# Task
Can you rewrite the records below with every "set one dot on each instance" changed to "mark each instance with one point", keeping everything else the same and leaving out the pictures?

# Image object location entries
++++++++++++++++++++
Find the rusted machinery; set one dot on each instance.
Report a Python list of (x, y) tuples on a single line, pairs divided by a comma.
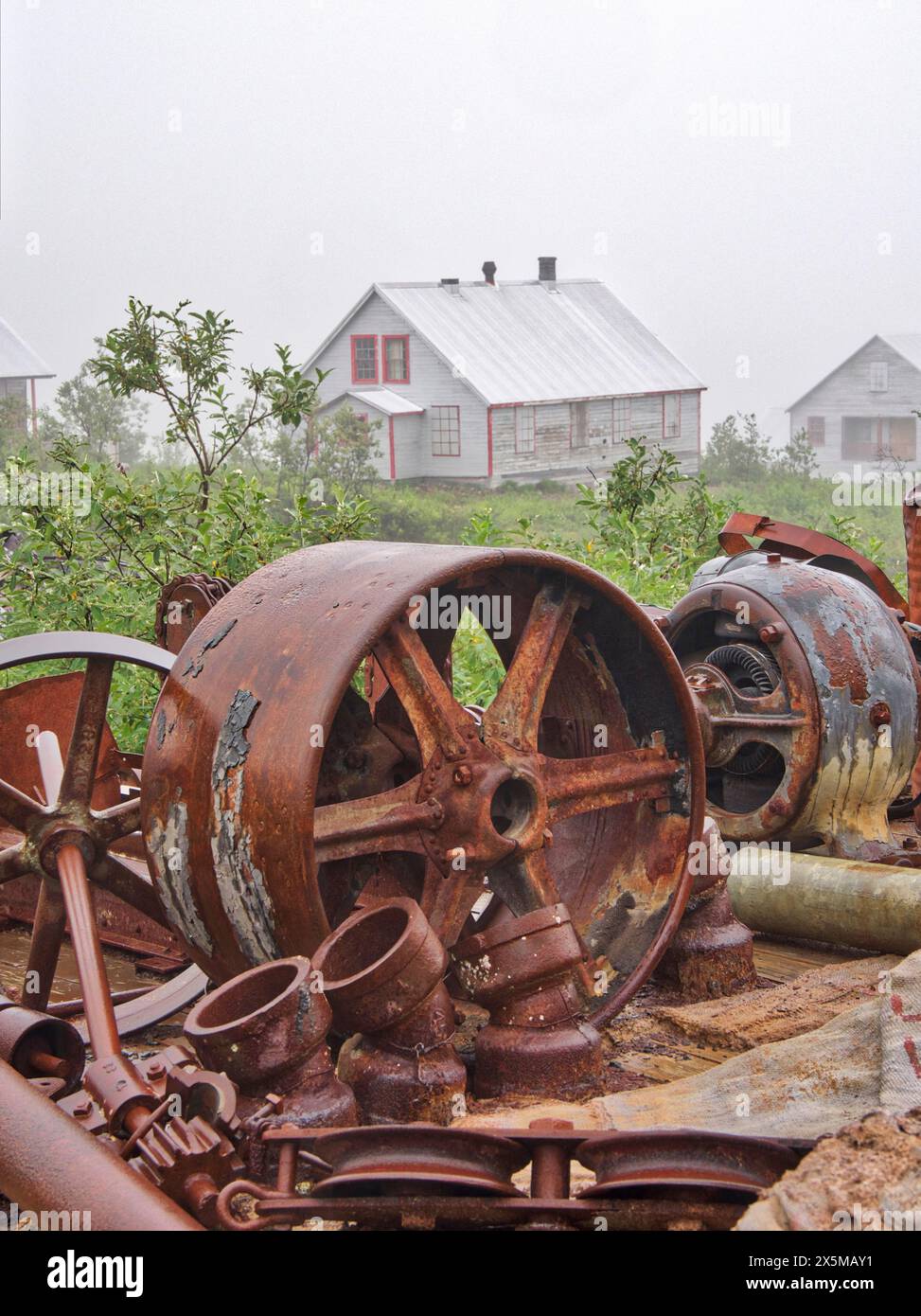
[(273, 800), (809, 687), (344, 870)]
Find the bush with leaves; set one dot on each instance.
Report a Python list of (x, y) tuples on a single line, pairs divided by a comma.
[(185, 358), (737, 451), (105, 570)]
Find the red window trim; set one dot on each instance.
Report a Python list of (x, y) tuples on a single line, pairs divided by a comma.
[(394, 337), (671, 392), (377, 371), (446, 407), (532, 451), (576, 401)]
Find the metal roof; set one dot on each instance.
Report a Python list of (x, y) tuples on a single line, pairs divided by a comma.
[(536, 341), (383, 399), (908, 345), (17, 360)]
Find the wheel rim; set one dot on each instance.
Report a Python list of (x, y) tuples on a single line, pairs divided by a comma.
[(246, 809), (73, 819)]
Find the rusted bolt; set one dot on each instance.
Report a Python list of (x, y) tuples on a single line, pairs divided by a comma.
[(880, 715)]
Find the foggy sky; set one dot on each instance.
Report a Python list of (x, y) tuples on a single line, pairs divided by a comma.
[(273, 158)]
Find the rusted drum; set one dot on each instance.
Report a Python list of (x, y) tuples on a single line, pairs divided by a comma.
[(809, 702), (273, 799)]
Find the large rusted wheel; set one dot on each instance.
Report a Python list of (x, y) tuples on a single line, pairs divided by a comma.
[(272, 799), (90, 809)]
++++++++++++++++++++
# Reply to the exercise
Find the rusted machinery; mark each instance with one point.
Report a Python list of (x, y) tuples on a single line, pairs divided by a comma.
[(273, 800), (809, 687), (344, 870)]
Find the bush with leaves; mark each instance with one point.
Report a Python list of (x, y) tuples on a single line, pairs divided by a comma.
[(185, 358), (737, 451), (105, 570)]
Find the red window trim; mark each instance with one point.
Report a Python list of (x, y) tuples on a single line, pairs divided by a comma.
[(394, 337), (671, 392), (377, 371), (446, 407), (532, 451), (576, 401)]
Find the metal roof; mark each instance with one point.
Report a Python list of (x, y) tuples on a single line, pairs divided by a comma.
[(536, 341), (383, 399), (908, 345), (17, 360)]
Find the wheel rim; mark each instance with one point.
Report a Python list of (x, y) tuples on a single line, pairs divided by a comma.
[(246, 809), (73, 819)]
Find the rusted bolt; mark each instance with one point.
Report a Python list of (x, y) tuples on a single line, pairs divided by a comma.
[(880, 715)]
Find the foggy sky; mark each instance with one point.
Report a Python list of (x, y) tuples on a single line, pairs divided by a comma.
[(273, 158)]
Find the rusted drum; mark each instance with one point.
Report a Python list of (x, y) tuples on a single line, pairs divided by a comma.
[(809, 702), (273, 799)]
Find the large rusted wheel; mark each instance with one point.
Report a Python list of (x, y) tuples on a single line, pairs divided by a comma.
[(272, 799), (90, 809)]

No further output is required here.